▶ WHAT TO WORK ON
Reproduce every line of the listing below word for word, changing nothing.

[Start of ENTRIES]

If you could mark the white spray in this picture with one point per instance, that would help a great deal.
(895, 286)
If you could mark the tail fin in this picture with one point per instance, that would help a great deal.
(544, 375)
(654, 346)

[End of ENTRIES]

▶ EXPECTED OUTPUT
If you could mark the white spray in this picture with one point per instance, that would help a great deal.
(895, 286)
If you could mark the tail fin in this picture with one point per instance, that would help a great deal.
(544, 375)
(654, 346)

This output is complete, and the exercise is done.